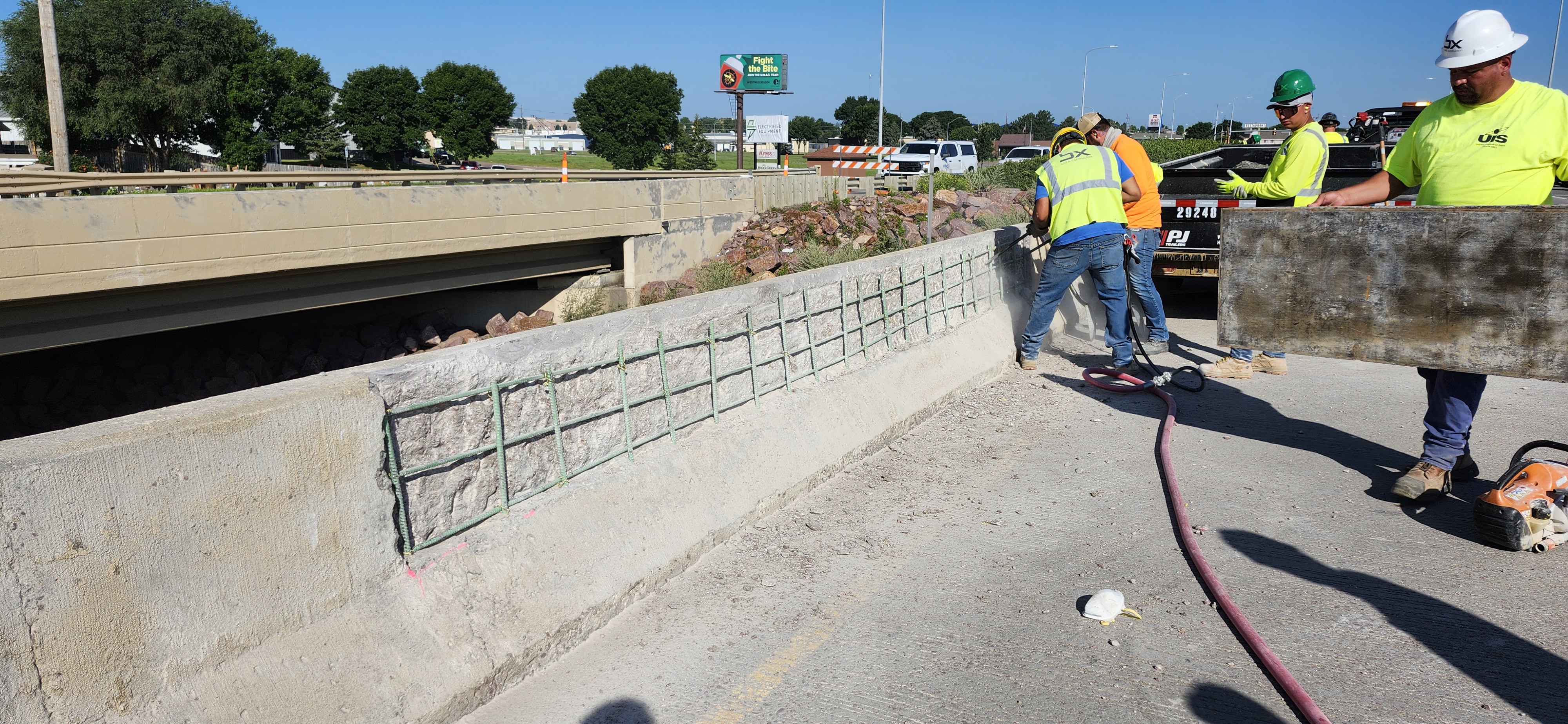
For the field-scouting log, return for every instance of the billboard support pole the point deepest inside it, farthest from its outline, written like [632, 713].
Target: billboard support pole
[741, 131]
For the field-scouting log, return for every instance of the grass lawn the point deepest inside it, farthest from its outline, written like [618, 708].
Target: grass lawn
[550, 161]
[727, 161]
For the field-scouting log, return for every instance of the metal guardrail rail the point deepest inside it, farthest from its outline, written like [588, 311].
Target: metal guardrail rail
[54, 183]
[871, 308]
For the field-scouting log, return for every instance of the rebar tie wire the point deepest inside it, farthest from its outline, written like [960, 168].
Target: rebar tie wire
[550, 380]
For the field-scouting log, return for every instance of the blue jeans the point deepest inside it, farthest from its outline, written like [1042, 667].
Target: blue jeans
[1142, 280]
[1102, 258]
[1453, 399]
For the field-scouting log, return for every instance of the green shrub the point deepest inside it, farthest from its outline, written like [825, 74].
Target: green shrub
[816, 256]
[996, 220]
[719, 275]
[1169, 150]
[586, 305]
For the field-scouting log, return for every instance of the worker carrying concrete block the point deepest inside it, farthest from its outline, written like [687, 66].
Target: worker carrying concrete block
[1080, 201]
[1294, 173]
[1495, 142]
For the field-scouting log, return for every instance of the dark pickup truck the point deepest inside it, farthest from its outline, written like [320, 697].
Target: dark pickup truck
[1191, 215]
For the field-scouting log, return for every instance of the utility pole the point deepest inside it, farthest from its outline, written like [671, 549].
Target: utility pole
-------
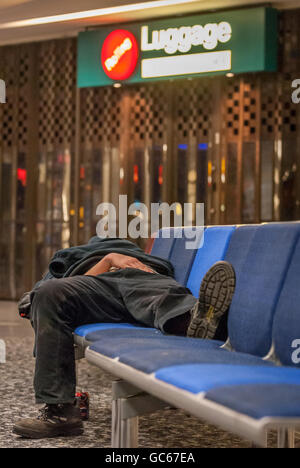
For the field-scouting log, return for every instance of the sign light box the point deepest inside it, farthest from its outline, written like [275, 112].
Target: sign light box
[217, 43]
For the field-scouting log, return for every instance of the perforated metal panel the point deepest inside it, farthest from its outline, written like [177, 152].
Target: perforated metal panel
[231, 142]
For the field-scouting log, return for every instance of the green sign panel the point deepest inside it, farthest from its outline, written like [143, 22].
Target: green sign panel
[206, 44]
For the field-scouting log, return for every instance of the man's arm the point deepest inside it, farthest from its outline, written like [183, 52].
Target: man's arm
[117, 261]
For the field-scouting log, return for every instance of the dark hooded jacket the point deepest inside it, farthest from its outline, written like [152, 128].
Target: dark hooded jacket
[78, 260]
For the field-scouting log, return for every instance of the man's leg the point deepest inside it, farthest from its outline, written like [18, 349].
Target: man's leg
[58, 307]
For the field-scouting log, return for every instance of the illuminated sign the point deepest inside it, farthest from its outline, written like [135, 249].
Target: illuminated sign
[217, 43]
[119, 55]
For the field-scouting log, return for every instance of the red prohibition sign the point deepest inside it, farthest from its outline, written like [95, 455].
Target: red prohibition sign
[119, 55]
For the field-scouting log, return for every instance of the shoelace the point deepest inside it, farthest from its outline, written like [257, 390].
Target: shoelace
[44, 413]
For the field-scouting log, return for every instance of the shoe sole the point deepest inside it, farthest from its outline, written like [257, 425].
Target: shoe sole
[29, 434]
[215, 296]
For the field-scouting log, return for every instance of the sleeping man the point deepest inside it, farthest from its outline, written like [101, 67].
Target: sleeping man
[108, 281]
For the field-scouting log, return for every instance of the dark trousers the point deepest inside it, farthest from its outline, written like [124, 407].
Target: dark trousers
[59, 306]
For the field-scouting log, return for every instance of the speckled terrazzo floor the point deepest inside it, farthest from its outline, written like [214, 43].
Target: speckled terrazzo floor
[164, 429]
-------
Pull out each line of the listing above that contains the string "billboard". Case matters.

◆ TASK RESULT ◆
For the field-scouting log, return for every instance of the billboard support pole the point deepest inside it, farthest from its outline, written like [632, 713].
Target: billboard support pole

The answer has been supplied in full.